Quoted passage below:
Keep up the good work.
Thank you, my friend.
Take care.
That's the way it ought to be.
You know, this waiting thing is ridiculous.
I'm all for checks.
I don't want to sell guns to felons.
But they didn't check.
And it is now my understanding that those states that have established instant checks can sell instant guns, and there's no reason not to.
You have a God-given right to self-protection.
And nobody on Earth, as far as I am concerned, or in government, can take that away from you.
Or should.
To me, the Second Amendment is clear.
If you want to buy a gun, you ought to be able to buy a gun.
And I think when all the fighting has ended, it's going to end up to be that way.
West of the Rockies, you're on the air.
Hi.
Hi, this is John from Spokane.
Hi, John.
Hi.
I just thought of something.
The descriptions you're giving, smoking, smoke coming out of Bushes and stuff.
Yeah.
It's starting to sound like what pot smokers go through.
A little bit, yes.
A little bit, I suppose so.
And I'm thinking this is going to make people who smoke tobacco kind of, well, realize what it's like to smoke pot, in essence.
Well, I suppose they'll get a taste of it, so to speak.
Yeah.
And I think that a lot of the smokers I don't know, but I can imagine an awful lot of tobacco smokings in the next couple of weeks or months.
You mean civil disobedience?
and back over them
and uh... i wonder if you're allowed to smoke in a mesa jail
probably not huh i don't know but i can imagine an awful lot of
uh... tobacco smokin' in the next uh...
couple of weeks or months you mean civil disobedience? yeah you know like uh...
hundreds of thousands well maybe hundreds of smokers smoking lighting up so to speak
uh... in front of the police station And saying, we want to turn ourselves in.
Here are my cigarettes.
Cuff me.
Well, you know, maybe if there were 2,000 smokers lighting up in front of a jail that had 150, 200 cells, and we want to turn ourselves in.
You know, smokers from around the country busing in.
Just a thought.
Yes, that's a good one, sir.
Thank you.
We need that question answered.
Can you smoke in a Mesa jail?
If you are arrested as a smoker, you know, after the $200 fine or whatever, and then you're thrown in the Mesa pokey, can you smoke there?
Probably not, huh?
Or is it hypocritical?
Can you have a smoke in the Mesa jail?
Who knows?
West, no, make that wild card line.
You're on the air.
Hey, Rick Meister Gerhardt, Oakland, California.
Yes, Mike Meister.
I recognize what this last guy was saying.
As a pot smoker myself, but not ever a tobacco smoker, I can attest to the fact that your aim improves considerably after a couple of tokes.
You know, I don't know what it does after tobacco, but that guy had a good point.
End of Quoted passage.
Supplied entries below:
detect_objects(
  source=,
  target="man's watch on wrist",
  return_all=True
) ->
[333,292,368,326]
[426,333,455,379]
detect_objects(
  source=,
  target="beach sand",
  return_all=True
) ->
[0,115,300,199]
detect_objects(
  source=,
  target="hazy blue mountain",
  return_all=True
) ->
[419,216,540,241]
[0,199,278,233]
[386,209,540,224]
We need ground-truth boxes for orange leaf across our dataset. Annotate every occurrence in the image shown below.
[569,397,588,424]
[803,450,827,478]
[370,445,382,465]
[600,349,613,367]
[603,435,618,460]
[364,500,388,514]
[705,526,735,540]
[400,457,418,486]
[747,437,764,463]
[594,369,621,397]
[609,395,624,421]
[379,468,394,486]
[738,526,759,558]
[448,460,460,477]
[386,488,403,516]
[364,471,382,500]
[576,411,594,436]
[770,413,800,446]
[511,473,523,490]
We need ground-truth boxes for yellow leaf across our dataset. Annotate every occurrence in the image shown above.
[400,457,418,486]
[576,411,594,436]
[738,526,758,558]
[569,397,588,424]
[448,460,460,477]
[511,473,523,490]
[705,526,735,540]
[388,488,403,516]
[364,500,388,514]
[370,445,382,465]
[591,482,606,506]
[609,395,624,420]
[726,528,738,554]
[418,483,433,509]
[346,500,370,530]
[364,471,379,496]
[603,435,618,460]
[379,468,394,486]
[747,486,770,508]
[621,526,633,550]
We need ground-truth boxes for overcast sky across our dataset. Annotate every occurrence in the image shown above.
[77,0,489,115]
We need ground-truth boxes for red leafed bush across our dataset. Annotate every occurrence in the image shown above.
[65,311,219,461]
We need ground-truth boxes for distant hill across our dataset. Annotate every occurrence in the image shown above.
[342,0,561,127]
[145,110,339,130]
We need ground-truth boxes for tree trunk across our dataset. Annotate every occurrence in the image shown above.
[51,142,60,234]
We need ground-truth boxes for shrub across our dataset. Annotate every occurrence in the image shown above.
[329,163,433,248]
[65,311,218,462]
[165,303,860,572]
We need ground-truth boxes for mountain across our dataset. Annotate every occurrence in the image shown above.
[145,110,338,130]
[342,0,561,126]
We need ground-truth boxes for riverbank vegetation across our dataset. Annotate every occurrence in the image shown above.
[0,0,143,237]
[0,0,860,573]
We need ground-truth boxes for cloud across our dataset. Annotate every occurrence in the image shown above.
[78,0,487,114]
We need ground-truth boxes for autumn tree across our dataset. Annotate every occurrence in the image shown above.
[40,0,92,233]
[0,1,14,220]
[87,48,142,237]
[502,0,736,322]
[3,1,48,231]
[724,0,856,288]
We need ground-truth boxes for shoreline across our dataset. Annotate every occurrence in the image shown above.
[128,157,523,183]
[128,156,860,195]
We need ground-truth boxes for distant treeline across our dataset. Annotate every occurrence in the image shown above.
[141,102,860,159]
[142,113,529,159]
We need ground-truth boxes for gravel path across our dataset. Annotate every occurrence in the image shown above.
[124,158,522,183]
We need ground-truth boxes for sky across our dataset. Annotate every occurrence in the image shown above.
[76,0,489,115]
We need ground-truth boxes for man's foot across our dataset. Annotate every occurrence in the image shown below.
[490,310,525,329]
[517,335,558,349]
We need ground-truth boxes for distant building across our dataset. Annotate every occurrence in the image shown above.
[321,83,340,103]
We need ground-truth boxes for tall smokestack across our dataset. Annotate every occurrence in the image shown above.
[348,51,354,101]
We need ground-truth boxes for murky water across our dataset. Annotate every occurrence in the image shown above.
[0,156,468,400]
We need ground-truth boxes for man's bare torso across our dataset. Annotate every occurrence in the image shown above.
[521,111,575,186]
End of Supplied entries.
§ **What this exercise asks**:
[A] Answer these questions about the radio call-in transcript:
(i) What name does the caller from Spokane give?
(ii) What does the caller from Oakland, California, say he has never been?
(iii) What fine amount is mentioned for someone arrested as a smoker?
[B] Please copy from the radio call-in transcript the part that opens with the words "I just thought" and closes with "weeks or months.".

§ **Answers in order**:
[A]
(i) John
(ii) A tobacco smoker
(iii) $200

[B]
I just thought of something.
The descriptions you're giving, smoking, smoke coming out of Bushes and stuff.
Yeah.
It's starting to sound like what pot smokers go through.
A little bit, yes.
A little bit, I suppose so.
And I'm thinking this is going to make people who smoke tobacco kind of, well, realize what it's like to smoke pot, in essence.
Well, I suppose they'll get a taste of it, so to speak.
Yeah.
And I think that a lot of the smokers I don't know, but I can imagine an awful lot of tobacco smokings in the next couple of weeks or months.